PROBLEM DESCRIPTION:
One number is the whole answer: how many lines of the records include "side".

RECORDS TO PROCESS:
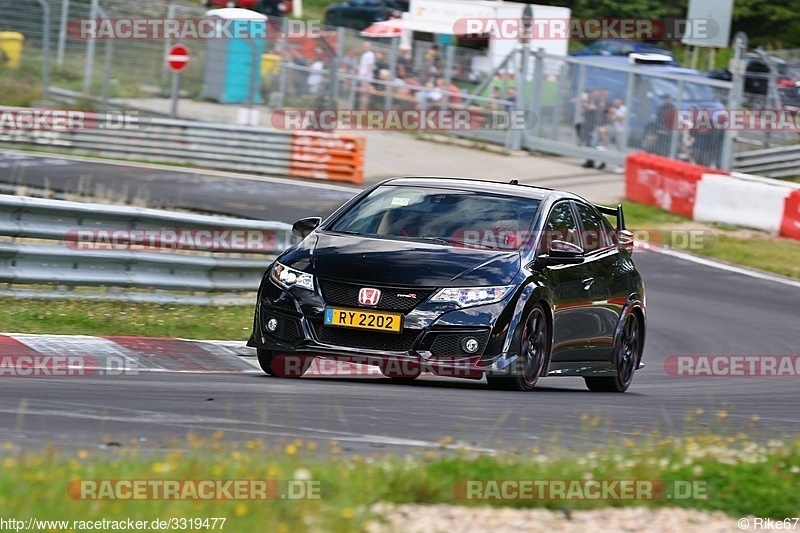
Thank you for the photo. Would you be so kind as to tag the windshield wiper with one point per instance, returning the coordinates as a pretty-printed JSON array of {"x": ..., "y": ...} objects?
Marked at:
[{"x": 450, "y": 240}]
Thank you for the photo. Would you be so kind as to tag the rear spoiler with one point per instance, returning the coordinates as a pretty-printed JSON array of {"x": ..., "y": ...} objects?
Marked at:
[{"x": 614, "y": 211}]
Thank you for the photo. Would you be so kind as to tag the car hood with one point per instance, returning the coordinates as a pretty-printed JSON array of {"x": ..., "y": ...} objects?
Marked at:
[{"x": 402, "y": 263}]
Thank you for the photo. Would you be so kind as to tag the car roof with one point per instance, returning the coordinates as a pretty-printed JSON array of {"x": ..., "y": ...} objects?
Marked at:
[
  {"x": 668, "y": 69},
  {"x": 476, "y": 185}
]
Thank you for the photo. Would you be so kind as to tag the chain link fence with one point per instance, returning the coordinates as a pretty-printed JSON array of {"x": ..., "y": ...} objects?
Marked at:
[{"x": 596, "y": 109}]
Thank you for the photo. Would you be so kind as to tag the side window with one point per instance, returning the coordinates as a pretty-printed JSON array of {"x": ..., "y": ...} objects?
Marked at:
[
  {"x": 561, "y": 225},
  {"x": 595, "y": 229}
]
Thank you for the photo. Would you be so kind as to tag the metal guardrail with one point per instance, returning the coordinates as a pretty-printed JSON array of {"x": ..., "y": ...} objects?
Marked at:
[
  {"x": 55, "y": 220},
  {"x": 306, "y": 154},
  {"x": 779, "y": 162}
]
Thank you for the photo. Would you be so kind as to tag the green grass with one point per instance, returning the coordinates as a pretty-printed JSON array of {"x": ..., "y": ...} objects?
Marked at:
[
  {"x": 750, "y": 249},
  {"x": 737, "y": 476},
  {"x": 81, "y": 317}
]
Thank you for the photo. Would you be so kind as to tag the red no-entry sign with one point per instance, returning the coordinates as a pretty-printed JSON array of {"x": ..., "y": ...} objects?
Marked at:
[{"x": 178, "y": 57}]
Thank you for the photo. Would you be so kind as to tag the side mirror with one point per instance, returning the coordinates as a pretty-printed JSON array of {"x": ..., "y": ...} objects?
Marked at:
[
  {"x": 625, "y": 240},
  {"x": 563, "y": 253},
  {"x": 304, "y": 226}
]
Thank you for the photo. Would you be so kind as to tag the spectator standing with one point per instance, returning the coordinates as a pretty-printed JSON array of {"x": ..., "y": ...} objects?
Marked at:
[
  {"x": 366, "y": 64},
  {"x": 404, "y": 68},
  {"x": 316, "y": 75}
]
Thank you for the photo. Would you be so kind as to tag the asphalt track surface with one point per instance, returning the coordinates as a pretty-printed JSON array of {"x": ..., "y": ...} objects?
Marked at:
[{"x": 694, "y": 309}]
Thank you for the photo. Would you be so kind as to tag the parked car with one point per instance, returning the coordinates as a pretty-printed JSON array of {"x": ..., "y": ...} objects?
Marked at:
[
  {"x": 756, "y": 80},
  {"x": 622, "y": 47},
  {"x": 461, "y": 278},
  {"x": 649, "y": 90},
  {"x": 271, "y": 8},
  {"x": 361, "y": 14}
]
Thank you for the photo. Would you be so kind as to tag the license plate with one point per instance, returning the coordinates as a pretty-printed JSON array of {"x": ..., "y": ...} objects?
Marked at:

FINAL ANSWER:
2